[Object location annotation data]
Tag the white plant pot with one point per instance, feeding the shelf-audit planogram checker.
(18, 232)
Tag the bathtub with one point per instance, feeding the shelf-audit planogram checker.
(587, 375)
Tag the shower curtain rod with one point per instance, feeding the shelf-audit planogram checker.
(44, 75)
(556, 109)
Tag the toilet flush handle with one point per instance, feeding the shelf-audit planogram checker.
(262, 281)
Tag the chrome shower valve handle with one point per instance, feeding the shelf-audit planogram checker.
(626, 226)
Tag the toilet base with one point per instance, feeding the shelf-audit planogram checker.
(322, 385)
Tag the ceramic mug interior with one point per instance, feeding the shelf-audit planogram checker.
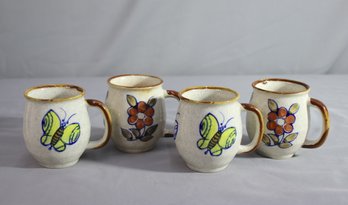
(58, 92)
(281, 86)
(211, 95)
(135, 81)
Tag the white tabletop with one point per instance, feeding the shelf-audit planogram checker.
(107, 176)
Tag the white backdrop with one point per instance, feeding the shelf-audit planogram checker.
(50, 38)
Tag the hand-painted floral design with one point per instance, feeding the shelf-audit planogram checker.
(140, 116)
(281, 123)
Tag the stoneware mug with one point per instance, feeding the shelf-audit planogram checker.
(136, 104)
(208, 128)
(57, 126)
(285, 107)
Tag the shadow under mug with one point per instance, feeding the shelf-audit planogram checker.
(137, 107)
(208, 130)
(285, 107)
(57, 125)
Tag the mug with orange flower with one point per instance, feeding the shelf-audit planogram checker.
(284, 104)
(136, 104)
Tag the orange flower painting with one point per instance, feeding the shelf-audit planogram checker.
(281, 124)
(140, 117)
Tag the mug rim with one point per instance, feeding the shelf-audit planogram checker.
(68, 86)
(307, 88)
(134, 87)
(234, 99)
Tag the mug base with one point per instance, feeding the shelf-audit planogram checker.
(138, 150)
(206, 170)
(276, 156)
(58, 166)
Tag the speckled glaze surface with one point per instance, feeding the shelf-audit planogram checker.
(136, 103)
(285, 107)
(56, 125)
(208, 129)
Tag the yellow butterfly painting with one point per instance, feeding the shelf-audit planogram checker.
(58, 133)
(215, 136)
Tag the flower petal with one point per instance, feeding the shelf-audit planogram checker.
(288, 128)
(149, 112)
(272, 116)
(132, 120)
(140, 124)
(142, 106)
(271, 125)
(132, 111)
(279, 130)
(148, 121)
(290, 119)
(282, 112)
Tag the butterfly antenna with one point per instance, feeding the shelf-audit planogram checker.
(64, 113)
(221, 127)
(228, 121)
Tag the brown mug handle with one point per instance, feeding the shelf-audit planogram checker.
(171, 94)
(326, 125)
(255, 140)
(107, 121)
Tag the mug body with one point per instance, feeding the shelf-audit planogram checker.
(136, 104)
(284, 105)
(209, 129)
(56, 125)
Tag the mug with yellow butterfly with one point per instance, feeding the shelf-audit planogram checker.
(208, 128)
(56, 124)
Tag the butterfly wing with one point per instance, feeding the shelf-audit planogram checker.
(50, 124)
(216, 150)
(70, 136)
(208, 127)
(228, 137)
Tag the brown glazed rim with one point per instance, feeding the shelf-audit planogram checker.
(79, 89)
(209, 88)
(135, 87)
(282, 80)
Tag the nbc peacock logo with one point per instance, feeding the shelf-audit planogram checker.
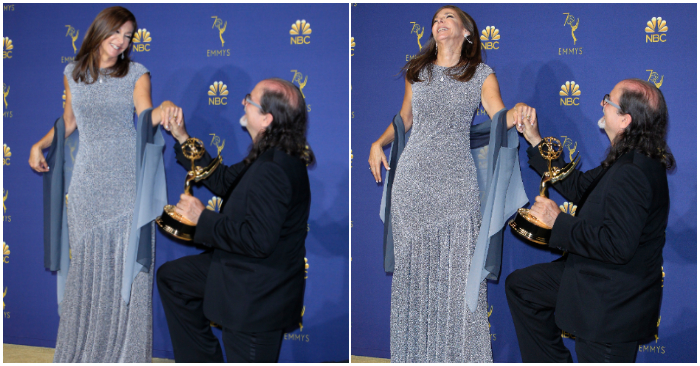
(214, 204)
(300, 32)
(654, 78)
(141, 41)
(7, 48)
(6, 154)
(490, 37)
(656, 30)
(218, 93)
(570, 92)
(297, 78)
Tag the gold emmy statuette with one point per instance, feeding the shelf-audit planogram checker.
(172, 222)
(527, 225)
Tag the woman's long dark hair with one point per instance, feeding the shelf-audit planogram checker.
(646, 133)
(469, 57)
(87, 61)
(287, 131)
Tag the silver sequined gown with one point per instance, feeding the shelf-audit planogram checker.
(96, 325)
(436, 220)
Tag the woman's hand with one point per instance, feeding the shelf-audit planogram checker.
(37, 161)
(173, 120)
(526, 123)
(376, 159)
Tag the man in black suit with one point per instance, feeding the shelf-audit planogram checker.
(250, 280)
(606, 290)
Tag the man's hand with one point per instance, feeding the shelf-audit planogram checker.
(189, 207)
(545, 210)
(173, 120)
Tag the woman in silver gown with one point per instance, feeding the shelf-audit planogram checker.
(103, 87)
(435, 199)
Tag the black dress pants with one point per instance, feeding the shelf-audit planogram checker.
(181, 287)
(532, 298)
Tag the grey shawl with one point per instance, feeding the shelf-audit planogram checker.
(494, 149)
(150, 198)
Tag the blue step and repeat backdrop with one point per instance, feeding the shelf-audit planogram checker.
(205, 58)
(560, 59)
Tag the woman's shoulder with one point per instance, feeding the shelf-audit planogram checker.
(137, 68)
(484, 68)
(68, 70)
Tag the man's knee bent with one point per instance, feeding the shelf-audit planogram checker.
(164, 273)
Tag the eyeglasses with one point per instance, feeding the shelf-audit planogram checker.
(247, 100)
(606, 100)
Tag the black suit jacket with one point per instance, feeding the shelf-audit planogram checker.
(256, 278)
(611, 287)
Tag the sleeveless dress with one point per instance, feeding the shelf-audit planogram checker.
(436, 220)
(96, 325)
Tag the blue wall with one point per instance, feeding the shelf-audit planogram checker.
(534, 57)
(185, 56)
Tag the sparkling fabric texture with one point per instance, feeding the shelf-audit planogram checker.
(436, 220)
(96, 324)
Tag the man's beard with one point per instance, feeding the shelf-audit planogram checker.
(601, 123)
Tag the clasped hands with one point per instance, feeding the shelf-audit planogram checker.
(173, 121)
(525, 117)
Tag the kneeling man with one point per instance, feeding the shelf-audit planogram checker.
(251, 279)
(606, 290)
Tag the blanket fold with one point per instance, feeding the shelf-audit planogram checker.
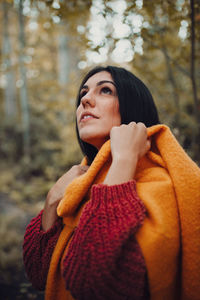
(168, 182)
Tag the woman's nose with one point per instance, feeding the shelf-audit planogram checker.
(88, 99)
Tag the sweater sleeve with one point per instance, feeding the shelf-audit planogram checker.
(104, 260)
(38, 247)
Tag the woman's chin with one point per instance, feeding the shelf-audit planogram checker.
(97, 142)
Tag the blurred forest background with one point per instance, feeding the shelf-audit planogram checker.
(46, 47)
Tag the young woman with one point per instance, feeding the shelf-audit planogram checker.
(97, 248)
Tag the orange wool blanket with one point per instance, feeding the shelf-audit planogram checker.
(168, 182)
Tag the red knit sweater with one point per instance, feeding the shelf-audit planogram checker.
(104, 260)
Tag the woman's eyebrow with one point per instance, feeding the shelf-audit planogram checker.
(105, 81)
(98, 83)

==

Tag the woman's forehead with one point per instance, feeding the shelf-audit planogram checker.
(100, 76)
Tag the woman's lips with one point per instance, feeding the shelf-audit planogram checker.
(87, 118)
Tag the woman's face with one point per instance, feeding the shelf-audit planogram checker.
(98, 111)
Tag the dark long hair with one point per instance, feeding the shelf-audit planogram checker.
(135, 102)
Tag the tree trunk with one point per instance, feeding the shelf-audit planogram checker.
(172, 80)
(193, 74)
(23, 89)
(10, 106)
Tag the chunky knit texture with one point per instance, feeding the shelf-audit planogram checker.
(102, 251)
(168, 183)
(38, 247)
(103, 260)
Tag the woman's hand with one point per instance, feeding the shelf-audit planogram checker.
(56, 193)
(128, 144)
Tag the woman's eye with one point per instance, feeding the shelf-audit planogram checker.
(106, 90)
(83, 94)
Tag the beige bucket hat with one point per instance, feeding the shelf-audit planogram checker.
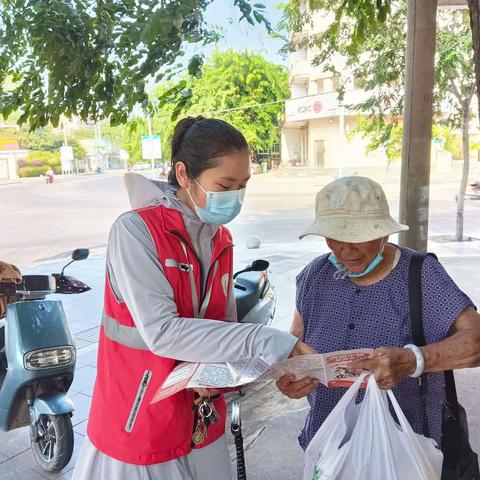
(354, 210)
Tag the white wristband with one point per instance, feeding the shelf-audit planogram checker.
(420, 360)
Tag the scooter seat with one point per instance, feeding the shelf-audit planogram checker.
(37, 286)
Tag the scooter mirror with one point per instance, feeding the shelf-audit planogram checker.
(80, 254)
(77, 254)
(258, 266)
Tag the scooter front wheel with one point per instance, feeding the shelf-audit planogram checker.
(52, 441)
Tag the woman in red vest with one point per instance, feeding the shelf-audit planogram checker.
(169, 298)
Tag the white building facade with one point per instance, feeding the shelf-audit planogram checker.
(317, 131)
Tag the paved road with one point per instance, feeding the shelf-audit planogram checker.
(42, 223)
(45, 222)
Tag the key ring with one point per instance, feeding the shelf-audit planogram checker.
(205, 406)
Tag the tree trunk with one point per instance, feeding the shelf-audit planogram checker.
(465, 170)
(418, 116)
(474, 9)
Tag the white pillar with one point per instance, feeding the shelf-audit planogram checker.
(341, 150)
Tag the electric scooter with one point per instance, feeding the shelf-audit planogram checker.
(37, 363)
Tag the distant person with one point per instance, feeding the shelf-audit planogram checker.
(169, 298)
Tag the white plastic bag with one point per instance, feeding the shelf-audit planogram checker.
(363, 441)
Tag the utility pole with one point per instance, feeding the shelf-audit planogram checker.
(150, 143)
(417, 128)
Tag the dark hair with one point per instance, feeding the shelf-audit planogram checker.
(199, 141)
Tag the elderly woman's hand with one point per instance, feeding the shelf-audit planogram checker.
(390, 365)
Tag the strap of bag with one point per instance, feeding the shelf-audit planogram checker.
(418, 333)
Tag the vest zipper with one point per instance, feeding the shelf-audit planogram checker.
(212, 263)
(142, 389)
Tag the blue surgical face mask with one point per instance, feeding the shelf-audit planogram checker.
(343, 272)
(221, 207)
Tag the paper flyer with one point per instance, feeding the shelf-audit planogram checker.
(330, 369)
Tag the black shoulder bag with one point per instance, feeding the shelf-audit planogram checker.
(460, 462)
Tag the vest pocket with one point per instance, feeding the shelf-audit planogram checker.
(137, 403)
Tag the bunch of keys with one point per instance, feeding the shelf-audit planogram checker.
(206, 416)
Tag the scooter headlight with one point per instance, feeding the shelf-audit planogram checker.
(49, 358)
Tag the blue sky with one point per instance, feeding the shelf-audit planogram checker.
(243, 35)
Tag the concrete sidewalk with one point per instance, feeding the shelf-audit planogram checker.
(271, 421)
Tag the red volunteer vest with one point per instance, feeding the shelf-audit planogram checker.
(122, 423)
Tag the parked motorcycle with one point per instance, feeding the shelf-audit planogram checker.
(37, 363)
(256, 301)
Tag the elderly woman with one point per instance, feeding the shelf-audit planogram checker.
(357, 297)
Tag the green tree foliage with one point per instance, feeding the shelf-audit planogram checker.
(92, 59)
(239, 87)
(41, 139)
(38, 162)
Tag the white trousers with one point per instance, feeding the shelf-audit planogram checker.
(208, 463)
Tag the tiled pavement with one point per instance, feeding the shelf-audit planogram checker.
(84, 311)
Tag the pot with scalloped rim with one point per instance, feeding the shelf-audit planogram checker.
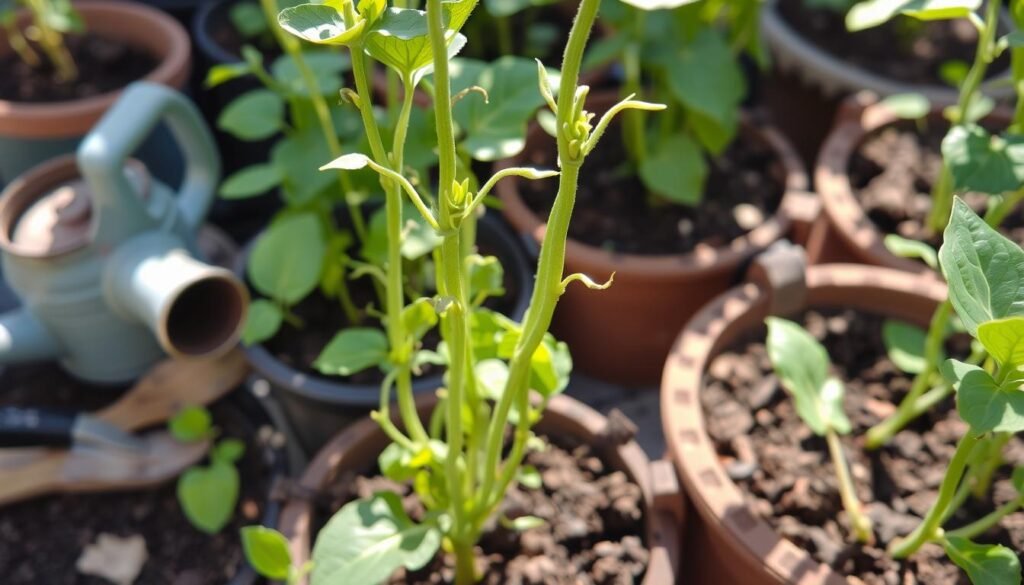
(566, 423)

Task
Pull out every line of the material above that contains the word "sweater", treating uppercase and lowercase as different.

Problem solution
Tag the sweater sleeve with one point per instance, feeding the shelf-audit planogram checker.
Tag the red knit sweater with one point per instance, feeding the shelf-audit planogram checker.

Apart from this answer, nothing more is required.